> [Your assignment]:
Where a line of the data below has the string "reflection", copy that line.

> [Records]:
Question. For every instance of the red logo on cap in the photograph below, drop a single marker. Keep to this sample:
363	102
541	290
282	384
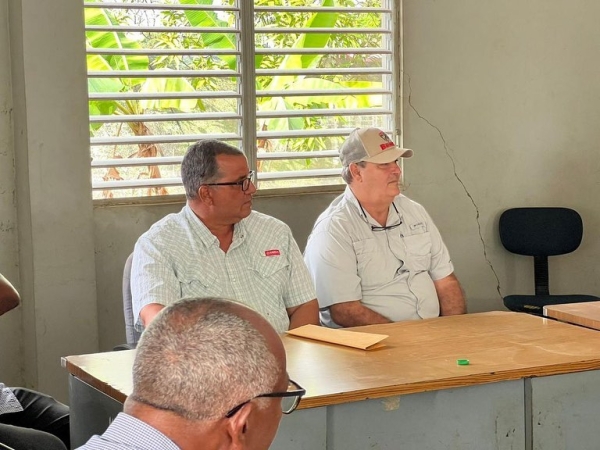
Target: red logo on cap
387	141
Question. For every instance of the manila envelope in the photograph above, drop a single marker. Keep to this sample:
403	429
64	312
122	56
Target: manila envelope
355	339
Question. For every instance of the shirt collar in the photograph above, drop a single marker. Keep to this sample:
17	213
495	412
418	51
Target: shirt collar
351	198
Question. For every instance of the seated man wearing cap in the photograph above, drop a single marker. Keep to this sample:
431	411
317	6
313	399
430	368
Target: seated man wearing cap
375	256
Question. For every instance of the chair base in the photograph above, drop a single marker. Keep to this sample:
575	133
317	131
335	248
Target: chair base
534	304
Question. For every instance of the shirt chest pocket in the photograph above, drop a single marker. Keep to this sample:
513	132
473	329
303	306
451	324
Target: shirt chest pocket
271	266
272	273
370	263
418	249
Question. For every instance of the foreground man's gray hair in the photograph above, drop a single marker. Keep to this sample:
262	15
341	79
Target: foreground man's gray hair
198	358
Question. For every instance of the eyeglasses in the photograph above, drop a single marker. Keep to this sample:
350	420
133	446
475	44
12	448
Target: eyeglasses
245	183
380	228
289	399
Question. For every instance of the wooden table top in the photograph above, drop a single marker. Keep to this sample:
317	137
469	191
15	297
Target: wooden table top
586	314
419	356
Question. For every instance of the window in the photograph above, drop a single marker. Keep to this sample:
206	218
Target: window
284	80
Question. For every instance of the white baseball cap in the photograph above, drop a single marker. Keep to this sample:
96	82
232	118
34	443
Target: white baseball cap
371	145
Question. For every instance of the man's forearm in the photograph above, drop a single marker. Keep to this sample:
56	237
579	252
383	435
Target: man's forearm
451	296
354	313
305	314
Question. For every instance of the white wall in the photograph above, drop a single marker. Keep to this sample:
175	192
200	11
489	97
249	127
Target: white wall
501	109
54	208
10	324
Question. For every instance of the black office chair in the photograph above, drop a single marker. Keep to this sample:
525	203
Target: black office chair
541	232
132	335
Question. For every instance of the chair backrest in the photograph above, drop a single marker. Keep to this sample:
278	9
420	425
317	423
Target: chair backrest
541	232
133	336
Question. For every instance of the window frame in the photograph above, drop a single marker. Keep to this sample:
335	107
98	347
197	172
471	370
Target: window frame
249	116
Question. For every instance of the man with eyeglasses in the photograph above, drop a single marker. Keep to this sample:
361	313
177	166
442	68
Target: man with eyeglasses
217	246
376	256
208	374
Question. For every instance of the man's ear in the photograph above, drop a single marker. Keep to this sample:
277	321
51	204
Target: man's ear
354	170
204	194
238	426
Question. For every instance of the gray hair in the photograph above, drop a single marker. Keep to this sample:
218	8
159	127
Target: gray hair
347	175
199	164
198	358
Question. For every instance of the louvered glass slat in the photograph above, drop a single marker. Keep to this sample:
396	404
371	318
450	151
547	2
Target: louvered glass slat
163	75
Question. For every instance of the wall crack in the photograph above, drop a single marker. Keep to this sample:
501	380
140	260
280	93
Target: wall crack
457	176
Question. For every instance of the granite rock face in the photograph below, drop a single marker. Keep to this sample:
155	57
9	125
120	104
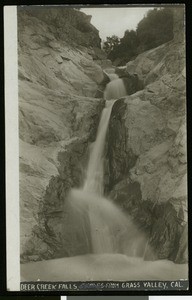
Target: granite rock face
58	117
147	150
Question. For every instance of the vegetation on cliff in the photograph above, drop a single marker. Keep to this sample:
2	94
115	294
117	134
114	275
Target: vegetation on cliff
153	30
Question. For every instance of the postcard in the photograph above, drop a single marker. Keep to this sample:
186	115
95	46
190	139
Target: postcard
96	162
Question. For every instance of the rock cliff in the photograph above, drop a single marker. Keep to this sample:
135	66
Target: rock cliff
147	149
60	102
59	75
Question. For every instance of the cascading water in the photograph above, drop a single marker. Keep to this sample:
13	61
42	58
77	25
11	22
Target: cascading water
109	226
112	234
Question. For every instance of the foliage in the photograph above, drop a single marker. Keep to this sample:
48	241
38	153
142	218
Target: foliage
153	30
110	43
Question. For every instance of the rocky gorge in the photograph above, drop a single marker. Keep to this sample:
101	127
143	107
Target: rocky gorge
61	80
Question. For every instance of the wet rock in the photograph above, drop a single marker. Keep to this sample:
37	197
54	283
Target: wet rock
147	150
58	118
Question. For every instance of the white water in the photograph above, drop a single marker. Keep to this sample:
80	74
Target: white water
94	176
111	230
116	242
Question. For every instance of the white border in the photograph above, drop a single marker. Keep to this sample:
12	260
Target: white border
12	148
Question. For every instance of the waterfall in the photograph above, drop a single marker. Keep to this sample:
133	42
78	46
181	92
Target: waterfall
111	230
94	176
115	89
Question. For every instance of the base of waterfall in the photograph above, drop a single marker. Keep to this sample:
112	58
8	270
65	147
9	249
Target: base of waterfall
102	267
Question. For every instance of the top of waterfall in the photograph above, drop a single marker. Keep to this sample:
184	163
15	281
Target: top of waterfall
113	76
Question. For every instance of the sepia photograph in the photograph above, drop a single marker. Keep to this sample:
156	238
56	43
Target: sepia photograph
102	148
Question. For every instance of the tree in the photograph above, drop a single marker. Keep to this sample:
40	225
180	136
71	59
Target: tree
153	30
110	43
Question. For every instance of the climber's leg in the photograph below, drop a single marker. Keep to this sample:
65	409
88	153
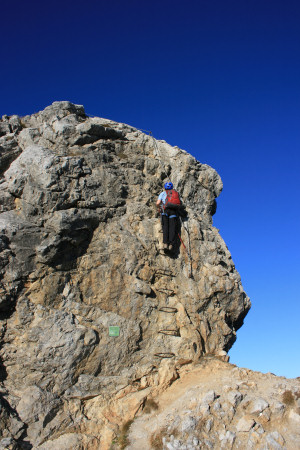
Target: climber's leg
165	226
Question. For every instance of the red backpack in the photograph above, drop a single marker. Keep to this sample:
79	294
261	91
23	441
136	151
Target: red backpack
172	200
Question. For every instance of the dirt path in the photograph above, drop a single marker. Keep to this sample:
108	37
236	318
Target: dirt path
213	405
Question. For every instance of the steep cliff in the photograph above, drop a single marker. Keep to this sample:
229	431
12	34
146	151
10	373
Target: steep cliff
81	252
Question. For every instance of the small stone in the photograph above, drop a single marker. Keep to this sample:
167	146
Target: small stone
228	440
258	406
204	409
209	397
208	425
189	424
274	440
208	443
234	398
264	416
245	424
294	416
278	408
258	428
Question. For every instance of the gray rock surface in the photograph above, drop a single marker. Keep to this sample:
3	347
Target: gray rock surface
80	252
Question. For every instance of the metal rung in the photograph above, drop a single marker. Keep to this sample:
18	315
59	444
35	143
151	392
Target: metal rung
168	309
164	272
166	291
164	355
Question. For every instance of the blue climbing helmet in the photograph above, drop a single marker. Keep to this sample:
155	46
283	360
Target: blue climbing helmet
168	186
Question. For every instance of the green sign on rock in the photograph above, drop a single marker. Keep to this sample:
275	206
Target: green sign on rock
114	331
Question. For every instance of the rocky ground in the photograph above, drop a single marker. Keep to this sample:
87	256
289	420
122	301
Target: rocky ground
80	252
215	405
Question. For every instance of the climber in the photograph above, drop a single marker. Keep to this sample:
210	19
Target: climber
168	204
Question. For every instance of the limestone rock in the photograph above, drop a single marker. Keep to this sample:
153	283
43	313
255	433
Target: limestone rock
79	243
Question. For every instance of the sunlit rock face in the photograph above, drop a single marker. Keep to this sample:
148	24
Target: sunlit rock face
80	252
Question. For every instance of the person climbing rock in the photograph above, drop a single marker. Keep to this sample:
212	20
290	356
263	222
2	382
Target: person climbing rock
168	204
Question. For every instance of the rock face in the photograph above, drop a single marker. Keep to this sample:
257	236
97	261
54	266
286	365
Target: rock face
80	252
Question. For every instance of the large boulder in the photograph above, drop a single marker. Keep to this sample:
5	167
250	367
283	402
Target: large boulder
80	253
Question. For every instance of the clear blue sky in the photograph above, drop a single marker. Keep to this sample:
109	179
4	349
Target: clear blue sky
220	79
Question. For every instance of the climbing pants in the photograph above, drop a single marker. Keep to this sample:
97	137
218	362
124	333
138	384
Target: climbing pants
169	226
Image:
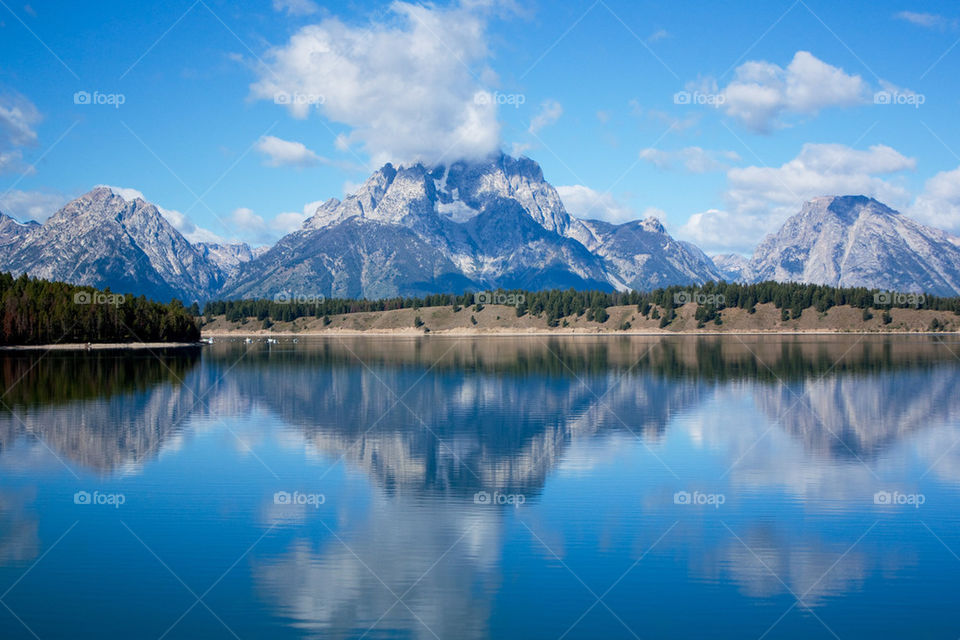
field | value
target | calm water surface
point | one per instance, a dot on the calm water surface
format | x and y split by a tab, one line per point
795	487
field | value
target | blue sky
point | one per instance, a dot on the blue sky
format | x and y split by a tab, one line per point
719	118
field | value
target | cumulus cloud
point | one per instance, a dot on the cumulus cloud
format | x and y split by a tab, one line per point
18	116
286	153
550	112
939	203
31	205
406	87
691	159
584	202
296	7
759	199
764	96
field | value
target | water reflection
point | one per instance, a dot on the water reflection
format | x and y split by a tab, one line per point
597	434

> [Expected output]:
target | water reflection
point | one per instance, a dot on the water reflection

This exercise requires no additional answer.